Exercise objective:
Copy every line of the listing exactly.
-- Start --
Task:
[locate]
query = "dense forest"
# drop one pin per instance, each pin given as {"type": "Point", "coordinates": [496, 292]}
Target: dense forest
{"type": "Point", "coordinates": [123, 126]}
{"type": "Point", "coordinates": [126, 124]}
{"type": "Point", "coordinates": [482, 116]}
-- End --
Solution to this task:
Task:
[locate]
query = "dense forest"
# drop one pin per instance, each pin given as {"type": "Point", "coordinates": [496, 292]}
Target: dense forest
{"type": "Point", "coordinates": [123, 126]}
{"type": "Point", "coordinates": [126, 124]}
{"type": "Point", "coordinates": [482, 116]}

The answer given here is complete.